━━ Extract to read ━━
The application server market is rapidly moving from monolithic to targeted solutions where end users have more control over how their systems are provisioned and configured. Spring and OSGi are important technologies for creating these targeted solutions. Oracle is building on both Spring and OSGi to lay the foundation for their next generation application server. This session will provide a behind the scenes look at the challenges and results of this work.
In this session, attendees will learn how to secure JSR-168 Portlets using the latest version of Acegi Security, called Spring Security 2.0
This session will explore the "full stack" web framework trend and answer the question: how does Spring stack up? This session will first define what a full-stack web framework is, then provide a fair technical comparison between a Spring-centric web development stack and the alternatives. Attendees will learn the feature-set of modern "full stack" web frameworks, and what Spring has that differentiates itself from the pack.
━━━
━━ Given data ━━
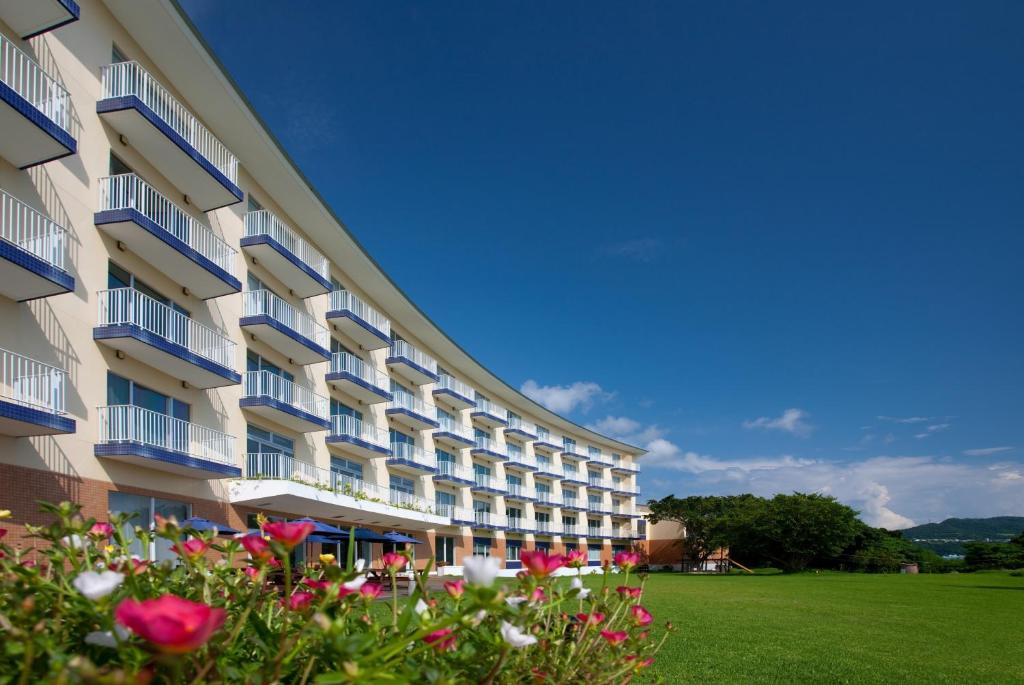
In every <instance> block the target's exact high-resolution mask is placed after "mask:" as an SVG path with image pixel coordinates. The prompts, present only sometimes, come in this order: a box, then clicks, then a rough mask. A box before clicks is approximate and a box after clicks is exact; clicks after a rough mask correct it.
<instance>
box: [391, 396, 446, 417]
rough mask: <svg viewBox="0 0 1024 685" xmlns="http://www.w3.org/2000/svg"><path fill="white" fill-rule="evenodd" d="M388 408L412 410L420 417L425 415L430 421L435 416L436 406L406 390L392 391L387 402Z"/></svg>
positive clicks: (391, 408) (409, 410)
mask: <svg viewBox="0 0 1024 685" xmlns="http://www.w3.org/2000/svg"><path fill="white" fill-rule="evenodd" d="M388 409H389V410H406V411H407V412H412V413H413V414H417V415H419V416H421V417H426V418H427V419H430V420H431V421H433V420H434V417H436V416H437V408H436V406H434V405H433V404H431V403H430V402H425V401H423V400H422V399H420V398H419V397H416V396H415V395H411V394H409V393H406V392H396V393H394V395H393V397H392V399H391V401H390V402H388Z"/></svg>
━━━
• What this exercise asks:
A. In the Spring session descriptions, rewrite the passage starting with "The application server" and going on through "of this work.", replacing "application server" with "app server".
B. According to the Spring session descriptions, what is the latest version of Acegi Security called?
C. Carry the Spring session descriptions on from their final sentence.

• Responses to the exercise:
A.
The app server market is rapidly moving from monolithic to targeted solutions where end users have more control over how their systems are provisioned and configured. Spring and OSGi are important technologies for creating these targeted solutions. Oracle is building on both Spring and OSGi to lay the foundation for their next generation app server. This session will provide a behind the scenes look at the challenges and results of this work.

B. Spring Security 2.0

C.
This session explores the challenges of accessing a shared data repository from a high-volume web application with many users. Attendees will learn how to ensure data integrity and data access performance while maintaining a satisfactory user experience. In addition, attendees will gain an understanding of key web application data access patterns and how to use frameworks like Spring and Hibernate to apply them.
In this session, you will learn to recognize opportunities for extracting high-level, reusable UI components within your web applications, how to capitalize on them, and how to use the technique of component composition to create highly-interactive web applications.
In the first-part of this two-part workshop, Mark will focus on the essentials of Enterprise Integration with Spring. First, he will take a whirlwind tour of Spring's enterprise integration support libraries. Next, he will discuss the "big picture" of an event-driven architecture based on messaging with an overview of key enterprise integration patterns. Attendees will leave with a clear understanding of Spring's integration capabilities and an appreciation for the benefits of message-driven architecture, ready to put that into practice in Part II.
Building on Part I, Part II of this workshop will demo a series of messaging systems built on Spring. The samples will exercise event-driven scenarios involving distributed architectures with messaging and remoting. Each sample will highlight a variety of important enterprise integration patterns.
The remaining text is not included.